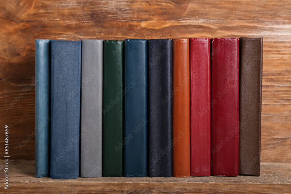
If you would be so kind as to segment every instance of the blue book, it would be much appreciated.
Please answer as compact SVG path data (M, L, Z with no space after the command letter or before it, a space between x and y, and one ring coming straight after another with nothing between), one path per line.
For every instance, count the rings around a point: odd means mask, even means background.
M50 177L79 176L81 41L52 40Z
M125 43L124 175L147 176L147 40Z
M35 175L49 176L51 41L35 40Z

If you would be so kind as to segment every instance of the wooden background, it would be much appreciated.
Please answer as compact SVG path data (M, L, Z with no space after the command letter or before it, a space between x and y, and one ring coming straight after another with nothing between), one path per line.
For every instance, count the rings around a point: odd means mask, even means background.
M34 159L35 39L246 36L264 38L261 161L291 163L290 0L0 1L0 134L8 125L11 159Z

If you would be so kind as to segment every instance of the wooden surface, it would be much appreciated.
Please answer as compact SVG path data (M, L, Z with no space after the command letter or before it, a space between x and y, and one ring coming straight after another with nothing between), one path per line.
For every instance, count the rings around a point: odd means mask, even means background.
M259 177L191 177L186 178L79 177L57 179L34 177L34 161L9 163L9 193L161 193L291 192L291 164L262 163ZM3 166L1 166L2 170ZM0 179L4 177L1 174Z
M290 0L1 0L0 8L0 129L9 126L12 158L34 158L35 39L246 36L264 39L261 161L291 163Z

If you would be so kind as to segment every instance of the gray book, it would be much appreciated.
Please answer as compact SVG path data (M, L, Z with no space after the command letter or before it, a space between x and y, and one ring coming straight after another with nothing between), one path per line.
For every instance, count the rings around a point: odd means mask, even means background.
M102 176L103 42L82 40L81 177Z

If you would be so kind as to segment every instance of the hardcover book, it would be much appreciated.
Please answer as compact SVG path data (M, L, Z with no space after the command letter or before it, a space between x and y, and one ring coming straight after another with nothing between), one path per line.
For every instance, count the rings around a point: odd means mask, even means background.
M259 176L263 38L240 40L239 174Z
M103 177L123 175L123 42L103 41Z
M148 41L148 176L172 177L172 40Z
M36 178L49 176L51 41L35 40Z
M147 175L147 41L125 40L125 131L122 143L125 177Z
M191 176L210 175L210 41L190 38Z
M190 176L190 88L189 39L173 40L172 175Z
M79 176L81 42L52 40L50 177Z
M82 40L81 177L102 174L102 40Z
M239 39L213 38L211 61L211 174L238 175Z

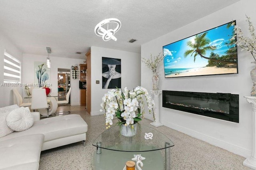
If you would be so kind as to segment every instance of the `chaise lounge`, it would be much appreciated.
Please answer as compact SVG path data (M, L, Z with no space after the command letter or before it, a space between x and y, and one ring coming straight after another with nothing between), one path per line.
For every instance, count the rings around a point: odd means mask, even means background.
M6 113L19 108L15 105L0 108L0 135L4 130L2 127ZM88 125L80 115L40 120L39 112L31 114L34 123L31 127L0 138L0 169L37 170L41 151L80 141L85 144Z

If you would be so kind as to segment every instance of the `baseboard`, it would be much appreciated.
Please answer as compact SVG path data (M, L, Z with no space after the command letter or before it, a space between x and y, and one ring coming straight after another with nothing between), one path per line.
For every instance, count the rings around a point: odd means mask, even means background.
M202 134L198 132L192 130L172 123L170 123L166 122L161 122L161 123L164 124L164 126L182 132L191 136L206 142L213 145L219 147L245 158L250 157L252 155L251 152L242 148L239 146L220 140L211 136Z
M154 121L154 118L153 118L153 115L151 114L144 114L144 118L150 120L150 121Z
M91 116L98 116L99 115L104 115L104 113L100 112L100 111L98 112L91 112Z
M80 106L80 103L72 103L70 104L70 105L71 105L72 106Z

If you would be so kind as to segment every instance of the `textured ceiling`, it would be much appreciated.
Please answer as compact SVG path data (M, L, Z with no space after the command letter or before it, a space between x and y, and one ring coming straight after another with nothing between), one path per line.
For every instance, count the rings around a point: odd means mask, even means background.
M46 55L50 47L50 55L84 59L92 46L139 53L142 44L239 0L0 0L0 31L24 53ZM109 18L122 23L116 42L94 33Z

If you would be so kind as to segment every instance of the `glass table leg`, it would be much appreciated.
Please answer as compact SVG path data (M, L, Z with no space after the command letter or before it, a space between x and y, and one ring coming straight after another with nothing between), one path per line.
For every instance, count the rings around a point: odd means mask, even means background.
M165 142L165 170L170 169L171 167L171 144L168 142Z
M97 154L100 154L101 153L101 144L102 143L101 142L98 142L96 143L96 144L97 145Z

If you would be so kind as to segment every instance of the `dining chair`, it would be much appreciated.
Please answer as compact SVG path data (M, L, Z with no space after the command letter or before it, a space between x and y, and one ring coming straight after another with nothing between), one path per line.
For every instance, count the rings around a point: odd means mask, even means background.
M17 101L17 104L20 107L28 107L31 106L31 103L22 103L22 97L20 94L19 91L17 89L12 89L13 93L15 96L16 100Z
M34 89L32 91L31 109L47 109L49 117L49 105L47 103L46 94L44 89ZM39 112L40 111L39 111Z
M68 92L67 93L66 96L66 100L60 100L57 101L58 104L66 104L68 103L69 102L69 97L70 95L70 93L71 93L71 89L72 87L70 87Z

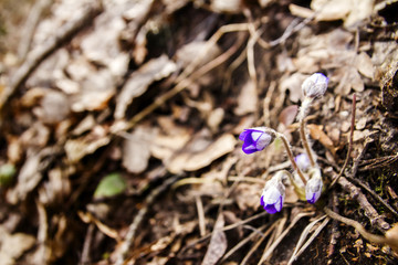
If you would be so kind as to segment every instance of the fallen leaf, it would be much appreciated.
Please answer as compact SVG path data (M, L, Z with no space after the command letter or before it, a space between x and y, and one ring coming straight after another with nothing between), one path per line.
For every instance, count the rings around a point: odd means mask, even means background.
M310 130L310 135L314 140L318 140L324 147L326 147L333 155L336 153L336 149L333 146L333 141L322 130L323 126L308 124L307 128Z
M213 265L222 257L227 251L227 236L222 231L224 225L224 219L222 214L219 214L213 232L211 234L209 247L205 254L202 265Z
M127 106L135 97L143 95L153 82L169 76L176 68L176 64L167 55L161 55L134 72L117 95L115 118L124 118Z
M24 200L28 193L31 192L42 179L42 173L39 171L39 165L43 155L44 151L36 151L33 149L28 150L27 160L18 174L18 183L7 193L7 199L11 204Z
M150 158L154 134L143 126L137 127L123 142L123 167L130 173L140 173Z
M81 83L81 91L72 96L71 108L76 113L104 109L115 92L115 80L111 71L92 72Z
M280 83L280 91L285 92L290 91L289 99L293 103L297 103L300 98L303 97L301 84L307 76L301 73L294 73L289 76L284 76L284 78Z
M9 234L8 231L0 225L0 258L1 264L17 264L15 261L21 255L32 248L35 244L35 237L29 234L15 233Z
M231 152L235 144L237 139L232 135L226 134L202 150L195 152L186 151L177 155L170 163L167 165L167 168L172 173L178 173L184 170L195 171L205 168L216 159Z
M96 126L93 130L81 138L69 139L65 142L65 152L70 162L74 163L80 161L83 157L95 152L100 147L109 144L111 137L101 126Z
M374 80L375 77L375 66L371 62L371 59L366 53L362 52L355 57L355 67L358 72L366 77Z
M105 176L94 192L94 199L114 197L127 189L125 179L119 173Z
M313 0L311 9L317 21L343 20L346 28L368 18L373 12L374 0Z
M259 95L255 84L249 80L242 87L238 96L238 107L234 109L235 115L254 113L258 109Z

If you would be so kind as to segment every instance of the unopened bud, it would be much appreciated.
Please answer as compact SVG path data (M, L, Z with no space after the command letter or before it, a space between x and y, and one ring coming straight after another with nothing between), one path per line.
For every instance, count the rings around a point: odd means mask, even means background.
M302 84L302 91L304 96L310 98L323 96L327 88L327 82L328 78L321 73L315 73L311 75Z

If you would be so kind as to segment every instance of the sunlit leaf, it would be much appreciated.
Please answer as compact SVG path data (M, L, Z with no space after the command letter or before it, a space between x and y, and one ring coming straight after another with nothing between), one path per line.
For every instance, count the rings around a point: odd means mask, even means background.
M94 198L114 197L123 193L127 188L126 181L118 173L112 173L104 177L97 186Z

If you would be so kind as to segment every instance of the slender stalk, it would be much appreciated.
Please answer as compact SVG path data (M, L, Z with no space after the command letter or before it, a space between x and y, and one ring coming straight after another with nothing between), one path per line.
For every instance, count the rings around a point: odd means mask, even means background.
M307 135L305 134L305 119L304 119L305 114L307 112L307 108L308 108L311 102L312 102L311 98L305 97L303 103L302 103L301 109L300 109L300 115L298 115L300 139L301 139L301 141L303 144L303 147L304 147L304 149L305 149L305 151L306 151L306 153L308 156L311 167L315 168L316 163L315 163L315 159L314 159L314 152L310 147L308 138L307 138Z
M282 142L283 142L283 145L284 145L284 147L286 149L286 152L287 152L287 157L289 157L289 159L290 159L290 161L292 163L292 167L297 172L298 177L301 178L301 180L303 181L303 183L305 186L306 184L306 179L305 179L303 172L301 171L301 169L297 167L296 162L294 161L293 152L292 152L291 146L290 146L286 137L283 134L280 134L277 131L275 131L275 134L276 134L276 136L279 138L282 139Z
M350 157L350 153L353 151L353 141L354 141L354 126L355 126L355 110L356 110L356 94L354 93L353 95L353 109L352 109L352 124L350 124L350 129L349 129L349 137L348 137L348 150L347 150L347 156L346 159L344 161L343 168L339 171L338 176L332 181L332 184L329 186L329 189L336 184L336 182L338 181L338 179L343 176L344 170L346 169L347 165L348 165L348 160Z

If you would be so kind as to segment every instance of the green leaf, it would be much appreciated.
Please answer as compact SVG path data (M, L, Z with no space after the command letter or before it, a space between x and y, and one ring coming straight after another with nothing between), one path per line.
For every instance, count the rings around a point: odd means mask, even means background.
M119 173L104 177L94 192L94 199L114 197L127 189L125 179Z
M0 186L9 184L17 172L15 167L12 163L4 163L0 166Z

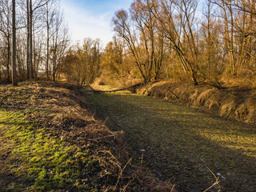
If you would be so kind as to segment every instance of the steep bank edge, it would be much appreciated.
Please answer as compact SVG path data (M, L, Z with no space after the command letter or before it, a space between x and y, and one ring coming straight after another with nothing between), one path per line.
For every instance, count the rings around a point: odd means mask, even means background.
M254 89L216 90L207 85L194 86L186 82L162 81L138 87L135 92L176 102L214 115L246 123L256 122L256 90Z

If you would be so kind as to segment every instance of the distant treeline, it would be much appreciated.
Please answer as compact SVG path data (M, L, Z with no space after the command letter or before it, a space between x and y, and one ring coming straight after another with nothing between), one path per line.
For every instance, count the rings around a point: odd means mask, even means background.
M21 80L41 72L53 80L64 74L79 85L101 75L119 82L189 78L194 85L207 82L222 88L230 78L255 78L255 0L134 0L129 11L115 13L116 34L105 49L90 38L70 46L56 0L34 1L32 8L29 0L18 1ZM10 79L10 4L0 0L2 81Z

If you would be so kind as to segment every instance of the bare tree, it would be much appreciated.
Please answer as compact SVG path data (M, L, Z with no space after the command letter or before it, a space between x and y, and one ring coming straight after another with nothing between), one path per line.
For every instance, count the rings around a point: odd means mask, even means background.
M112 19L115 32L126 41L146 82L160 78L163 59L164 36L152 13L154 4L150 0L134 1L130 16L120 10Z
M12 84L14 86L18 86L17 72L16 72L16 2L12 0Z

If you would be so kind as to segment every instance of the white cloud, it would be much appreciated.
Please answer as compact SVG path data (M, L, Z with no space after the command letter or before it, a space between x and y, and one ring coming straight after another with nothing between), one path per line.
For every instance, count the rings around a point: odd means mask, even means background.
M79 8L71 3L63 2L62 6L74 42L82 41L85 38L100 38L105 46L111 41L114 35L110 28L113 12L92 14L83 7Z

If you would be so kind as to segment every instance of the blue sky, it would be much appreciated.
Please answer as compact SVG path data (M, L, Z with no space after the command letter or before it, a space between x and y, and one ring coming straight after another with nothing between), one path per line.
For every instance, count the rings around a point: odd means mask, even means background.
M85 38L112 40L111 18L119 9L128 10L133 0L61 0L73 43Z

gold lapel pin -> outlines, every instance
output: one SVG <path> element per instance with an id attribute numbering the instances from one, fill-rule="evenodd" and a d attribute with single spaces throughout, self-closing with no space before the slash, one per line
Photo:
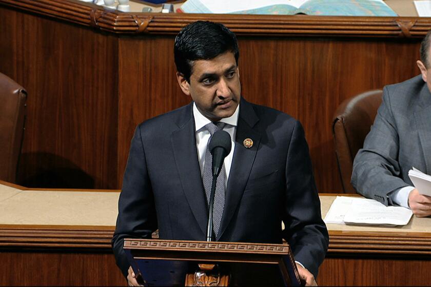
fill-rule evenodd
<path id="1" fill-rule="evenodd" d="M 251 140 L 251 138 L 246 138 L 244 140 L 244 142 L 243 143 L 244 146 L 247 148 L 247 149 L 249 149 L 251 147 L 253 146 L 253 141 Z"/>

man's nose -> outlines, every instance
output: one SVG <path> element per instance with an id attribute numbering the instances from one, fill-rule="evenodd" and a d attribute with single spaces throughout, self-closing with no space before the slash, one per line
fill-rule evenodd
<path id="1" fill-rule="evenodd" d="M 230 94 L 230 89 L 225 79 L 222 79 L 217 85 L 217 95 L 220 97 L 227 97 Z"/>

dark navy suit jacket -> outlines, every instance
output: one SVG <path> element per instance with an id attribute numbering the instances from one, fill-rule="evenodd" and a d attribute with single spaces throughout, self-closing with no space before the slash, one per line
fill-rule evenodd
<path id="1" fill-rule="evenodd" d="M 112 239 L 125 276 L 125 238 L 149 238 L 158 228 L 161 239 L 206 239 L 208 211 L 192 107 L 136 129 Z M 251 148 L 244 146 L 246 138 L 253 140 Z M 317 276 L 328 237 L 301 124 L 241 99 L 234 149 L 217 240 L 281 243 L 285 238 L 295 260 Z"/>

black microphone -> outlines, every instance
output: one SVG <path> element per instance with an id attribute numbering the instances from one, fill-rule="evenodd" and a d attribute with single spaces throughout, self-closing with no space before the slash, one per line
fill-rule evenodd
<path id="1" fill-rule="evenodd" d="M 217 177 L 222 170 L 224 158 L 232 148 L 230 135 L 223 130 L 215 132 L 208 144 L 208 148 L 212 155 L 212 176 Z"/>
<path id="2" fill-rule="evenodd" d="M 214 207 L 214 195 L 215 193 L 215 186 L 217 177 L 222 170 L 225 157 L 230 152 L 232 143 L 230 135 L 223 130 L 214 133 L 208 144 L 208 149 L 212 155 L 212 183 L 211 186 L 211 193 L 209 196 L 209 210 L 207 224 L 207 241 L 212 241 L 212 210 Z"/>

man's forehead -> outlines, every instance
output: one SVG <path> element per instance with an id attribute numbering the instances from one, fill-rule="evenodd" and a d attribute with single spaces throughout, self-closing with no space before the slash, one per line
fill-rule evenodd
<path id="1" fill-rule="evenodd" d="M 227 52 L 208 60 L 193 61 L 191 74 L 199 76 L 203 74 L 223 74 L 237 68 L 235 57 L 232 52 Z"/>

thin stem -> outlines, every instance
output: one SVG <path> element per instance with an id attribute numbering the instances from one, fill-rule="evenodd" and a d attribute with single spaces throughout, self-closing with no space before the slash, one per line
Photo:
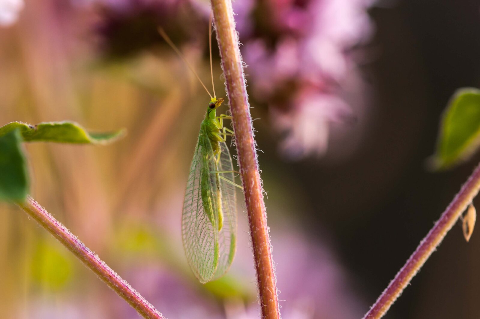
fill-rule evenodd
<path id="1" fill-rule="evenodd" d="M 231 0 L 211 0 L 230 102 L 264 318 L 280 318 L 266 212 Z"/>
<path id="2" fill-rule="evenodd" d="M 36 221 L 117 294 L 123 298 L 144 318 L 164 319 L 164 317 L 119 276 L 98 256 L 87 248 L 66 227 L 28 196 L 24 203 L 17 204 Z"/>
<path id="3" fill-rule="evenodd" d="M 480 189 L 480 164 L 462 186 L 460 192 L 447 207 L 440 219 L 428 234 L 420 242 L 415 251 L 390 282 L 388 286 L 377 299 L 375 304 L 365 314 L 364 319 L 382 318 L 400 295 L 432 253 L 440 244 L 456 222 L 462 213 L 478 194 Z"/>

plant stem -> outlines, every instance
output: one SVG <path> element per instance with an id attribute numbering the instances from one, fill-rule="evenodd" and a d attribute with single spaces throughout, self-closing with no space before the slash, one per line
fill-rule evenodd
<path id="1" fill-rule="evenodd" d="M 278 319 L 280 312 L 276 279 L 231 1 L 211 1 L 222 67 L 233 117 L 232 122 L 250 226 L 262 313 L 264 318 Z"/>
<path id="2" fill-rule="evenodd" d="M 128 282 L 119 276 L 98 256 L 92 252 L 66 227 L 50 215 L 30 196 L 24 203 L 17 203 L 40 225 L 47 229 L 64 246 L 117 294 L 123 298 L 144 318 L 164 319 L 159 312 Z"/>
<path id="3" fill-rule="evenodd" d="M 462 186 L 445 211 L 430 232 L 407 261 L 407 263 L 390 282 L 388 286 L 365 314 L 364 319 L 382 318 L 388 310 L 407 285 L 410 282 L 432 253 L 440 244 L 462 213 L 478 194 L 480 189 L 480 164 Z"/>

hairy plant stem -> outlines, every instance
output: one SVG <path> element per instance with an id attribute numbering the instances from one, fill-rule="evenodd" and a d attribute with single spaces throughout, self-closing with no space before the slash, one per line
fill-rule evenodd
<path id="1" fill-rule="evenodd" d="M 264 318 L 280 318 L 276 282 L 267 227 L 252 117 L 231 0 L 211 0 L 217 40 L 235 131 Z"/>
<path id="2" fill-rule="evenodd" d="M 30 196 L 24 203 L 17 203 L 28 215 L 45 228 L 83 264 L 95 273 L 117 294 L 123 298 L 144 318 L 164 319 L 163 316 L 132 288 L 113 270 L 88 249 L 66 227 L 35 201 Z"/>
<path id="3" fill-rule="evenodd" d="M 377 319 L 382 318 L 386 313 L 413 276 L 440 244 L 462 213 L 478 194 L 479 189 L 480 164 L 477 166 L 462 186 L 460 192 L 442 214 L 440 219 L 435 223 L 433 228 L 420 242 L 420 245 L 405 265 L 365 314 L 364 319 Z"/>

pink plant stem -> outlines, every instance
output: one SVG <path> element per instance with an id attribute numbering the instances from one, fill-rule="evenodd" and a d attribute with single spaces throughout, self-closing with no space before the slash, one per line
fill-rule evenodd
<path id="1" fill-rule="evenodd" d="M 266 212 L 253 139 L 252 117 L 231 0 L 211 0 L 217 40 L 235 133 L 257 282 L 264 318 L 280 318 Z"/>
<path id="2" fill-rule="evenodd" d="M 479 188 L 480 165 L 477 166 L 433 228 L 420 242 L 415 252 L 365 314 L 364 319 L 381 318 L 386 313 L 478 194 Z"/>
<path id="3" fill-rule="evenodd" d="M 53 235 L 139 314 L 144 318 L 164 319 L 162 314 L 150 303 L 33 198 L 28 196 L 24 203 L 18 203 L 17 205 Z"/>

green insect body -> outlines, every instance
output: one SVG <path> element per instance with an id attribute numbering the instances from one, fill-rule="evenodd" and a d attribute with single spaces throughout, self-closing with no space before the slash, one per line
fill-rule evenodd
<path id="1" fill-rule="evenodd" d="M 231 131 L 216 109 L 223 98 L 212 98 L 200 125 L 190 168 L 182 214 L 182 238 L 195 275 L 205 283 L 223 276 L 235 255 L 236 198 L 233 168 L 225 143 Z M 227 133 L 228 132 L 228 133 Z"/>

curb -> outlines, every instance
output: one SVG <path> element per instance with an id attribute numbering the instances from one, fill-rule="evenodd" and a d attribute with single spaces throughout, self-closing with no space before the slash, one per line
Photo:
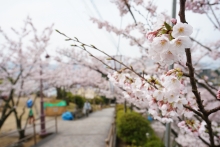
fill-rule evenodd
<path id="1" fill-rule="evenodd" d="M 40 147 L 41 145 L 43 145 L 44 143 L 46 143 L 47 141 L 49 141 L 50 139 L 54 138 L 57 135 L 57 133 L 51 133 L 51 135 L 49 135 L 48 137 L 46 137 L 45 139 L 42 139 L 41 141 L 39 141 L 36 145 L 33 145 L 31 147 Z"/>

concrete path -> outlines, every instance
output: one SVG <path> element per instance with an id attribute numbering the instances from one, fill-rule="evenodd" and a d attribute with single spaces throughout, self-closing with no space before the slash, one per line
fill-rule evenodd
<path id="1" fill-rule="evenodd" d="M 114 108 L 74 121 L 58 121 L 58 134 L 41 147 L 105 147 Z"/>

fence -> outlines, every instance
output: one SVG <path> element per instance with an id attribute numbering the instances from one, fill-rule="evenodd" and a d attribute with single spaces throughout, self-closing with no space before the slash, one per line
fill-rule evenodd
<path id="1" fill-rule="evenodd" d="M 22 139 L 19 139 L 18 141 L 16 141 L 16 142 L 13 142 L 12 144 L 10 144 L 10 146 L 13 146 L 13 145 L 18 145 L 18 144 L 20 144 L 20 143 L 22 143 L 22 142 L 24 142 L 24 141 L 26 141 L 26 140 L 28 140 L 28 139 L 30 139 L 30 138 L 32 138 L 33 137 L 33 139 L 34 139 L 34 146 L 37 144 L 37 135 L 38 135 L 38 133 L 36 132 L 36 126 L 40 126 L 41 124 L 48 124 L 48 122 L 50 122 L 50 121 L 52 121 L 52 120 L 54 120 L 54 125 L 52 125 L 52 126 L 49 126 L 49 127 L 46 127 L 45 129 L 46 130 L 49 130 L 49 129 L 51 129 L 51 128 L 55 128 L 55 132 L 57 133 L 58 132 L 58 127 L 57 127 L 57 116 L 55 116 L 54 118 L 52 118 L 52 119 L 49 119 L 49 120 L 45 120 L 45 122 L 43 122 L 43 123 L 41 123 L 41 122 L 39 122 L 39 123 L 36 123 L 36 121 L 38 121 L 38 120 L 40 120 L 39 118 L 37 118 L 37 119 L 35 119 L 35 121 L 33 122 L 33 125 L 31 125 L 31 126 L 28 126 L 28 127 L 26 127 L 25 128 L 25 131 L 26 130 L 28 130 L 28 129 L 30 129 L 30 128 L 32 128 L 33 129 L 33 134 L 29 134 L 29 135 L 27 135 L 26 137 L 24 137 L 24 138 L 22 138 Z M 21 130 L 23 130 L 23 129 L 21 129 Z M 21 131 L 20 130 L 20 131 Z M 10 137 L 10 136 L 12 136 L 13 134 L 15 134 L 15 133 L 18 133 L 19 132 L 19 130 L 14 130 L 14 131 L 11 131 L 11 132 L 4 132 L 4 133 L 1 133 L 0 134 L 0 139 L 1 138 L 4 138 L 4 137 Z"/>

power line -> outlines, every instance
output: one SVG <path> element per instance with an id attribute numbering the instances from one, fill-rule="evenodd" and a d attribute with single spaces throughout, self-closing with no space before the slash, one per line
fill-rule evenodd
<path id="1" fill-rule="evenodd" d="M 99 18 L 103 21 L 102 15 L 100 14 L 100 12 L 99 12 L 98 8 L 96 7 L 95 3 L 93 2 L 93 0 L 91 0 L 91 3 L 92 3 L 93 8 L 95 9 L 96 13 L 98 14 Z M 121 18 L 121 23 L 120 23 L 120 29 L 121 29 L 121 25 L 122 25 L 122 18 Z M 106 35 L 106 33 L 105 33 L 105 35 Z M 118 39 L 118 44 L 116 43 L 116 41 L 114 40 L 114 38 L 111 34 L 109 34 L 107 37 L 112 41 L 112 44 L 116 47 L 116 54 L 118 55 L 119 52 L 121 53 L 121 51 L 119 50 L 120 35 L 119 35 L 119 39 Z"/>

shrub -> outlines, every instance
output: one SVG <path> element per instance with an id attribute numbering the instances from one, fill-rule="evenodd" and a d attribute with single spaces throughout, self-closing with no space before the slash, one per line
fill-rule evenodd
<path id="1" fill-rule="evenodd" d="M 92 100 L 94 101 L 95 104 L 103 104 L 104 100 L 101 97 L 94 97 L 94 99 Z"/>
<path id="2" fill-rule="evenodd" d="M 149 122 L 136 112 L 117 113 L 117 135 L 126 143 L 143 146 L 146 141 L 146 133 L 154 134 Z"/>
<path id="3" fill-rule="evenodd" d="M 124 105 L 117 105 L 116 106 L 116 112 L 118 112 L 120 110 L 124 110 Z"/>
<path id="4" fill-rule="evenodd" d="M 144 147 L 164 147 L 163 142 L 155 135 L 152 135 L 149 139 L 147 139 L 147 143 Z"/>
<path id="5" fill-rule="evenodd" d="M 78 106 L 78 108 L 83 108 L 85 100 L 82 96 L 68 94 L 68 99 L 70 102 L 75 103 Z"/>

* * * *

:: Problem ::
Format the lines of the material from the one containing "green leaf, it would be much appreciated." through the one containing "M0 186L9 184L17", inclusive, as a JSON list of strings with one string per line and blank lines omitted.

:: Task result ::
[
  "If you would be so kind as to segment every instance of the green leaf, it would be much appreciated.",
  "Please answer as compact SVG path data (M, L, Z with no space after the command letter or before it, a space between x and y, and one ring coming straight after another with nothing between), one path per line.",
  "For every instance, count the rings around a point: odd means mask, even means background.",
  "M119 173L104 177L94 192L94 199L114 197L127 189L125 179Z",
  "M0 186L9 184L17 172L15 167L12 163L4 163L0 166Z"
]